> Requirement
Report every line of the data below that contains the string "fixture".

> Record list
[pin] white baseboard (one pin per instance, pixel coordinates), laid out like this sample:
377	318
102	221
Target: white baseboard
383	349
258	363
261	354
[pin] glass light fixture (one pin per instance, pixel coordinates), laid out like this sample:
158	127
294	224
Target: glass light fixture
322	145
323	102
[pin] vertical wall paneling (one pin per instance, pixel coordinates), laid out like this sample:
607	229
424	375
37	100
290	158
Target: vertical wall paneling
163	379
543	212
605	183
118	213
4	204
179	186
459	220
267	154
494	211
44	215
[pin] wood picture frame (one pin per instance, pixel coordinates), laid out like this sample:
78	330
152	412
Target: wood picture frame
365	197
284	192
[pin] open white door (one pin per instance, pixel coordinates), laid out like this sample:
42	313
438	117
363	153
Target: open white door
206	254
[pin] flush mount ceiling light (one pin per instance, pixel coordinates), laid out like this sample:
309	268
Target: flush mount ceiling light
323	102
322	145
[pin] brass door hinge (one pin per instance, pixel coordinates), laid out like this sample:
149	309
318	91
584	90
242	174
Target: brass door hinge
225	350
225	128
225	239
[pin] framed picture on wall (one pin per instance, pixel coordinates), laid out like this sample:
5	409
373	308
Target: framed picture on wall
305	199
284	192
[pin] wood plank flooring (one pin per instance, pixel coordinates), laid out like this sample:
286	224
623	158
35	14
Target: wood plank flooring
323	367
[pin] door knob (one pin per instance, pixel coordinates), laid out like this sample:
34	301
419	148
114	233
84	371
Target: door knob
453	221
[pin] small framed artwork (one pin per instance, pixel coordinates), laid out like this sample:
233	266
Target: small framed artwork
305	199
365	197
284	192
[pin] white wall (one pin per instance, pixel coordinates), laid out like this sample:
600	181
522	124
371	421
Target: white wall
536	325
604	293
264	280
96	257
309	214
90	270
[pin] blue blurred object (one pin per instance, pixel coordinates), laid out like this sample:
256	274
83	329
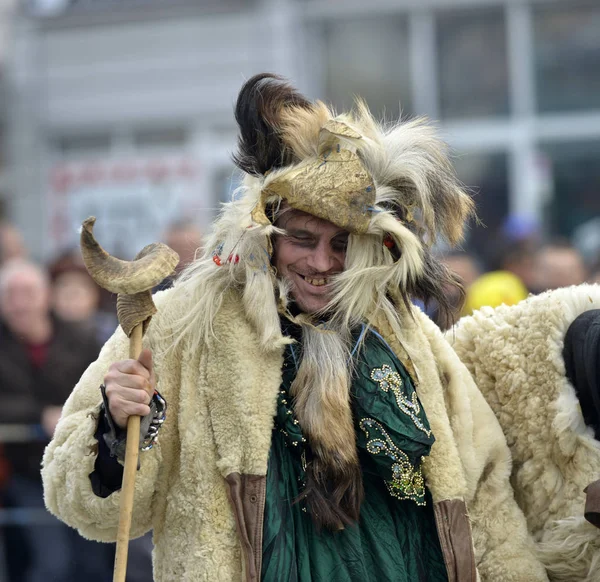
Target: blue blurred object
519	227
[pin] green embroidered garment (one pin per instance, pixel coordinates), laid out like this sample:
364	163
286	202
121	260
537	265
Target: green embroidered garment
395	539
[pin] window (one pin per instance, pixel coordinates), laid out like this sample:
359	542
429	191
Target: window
83	144
472	61
486	177
576	184
161	138
567	56
368	58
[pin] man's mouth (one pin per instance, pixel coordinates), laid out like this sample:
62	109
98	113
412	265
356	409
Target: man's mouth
315	281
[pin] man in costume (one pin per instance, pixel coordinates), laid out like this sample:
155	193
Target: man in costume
319	427
538	365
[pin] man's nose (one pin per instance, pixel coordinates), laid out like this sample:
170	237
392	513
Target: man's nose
321	259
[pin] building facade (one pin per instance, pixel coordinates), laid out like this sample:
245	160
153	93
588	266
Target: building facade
123	108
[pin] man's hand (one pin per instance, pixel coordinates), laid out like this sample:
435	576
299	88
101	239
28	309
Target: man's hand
130	385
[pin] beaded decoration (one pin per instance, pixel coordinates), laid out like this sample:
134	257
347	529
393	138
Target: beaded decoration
390	380
407	480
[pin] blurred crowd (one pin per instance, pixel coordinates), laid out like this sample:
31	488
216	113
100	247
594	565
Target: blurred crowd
53	321
517	263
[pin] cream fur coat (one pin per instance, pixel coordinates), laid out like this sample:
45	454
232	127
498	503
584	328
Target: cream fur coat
515	356
221	400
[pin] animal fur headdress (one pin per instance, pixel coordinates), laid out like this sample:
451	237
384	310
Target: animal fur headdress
392	188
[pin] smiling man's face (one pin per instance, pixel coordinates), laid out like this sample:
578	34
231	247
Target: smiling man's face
310	252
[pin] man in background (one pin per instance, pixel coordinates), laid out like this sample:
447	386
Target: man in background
40	360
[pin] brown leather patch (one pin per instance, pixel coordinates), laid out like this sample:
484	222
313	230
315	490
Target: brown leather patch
456	540
592	503
247	495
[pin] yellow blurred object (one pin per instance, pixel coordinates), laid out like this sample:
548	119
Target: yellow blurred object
493	289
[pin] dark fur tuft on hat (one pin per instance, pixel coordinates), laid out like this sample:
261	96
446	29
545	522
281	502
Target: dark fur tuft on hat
257	112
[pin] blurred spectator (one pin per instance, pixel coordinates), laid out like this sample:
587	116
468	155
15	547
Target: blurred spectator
595	272
41	359
558	264
519	258
185	238
494	289
464	265
586	238
76	297
11	243
519	228
466	268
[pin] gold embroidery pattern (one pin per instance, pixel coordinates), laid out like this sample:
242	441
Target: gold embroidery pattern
390	380
407	481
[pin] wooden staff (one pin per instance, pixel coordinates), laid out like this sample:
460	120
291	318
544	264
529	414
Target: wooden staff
133	281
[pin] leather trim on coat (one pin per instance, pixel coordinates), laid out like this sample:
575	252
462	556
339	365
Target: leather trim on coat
454	531
592	503
247	494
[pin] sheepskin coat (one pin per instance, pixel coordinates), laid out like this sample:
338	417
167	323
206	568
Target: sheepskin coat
221	402
515	356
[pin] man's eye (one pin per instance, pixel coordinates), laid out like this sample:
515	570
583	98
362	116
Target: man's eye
301	241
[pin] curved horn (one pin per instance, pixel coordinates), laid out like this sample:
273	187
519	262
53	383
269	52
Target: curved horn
151	265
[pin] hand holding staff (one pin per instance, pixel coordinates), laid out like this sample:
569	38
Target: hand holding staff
133	281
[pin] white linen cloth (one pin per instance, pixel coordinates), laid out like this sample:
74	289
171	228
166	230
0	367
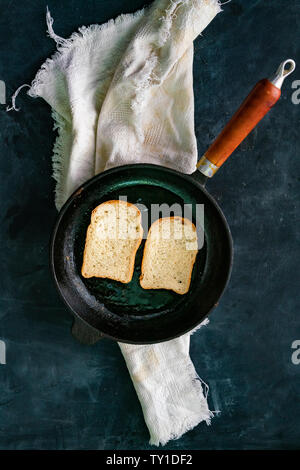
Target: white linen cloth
122	93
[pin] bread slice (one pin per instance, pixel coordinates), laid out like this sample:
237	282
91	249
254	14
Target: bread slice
112	240
169	255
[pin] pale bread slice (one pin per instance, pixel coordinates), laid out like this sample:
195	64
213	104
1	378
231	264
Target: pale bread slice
169	255
112	240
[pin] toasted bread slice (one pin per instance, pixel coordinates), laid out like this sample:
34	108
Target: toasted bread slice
169	255
112	240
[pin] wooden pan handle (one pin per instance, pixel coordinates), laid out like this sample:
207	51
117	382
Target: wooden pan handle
257	104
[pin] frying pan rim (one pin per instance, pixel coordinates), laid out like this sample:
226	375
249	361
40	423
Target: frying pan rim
82	187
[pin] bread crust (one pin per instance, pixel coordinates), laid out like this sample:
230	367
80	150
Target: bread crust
137	245
146	249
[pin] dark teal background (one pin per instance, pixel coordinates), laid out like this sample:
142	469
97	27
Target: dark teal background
57	394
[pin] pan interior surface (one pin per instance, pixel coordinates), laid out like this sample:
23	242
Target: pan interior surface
126	311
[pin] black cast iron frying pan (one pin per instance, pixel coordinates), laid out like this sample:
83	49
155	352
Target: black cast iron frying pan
126	312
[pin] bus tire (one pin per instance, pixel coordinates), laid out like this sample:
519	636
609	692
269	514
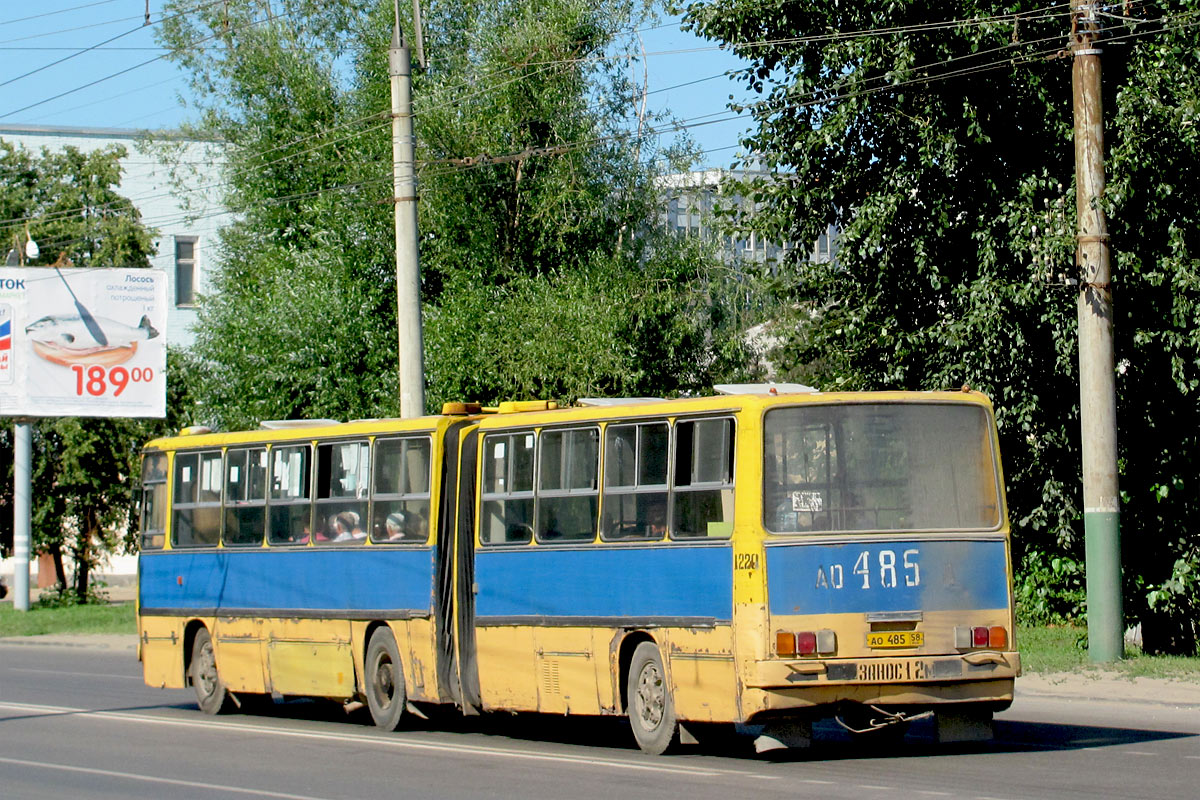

> Answer to this problem
[pin] glass light fixture (one pin per instance, pixel coordinates), laid out like this sample:
Target: glass light fixture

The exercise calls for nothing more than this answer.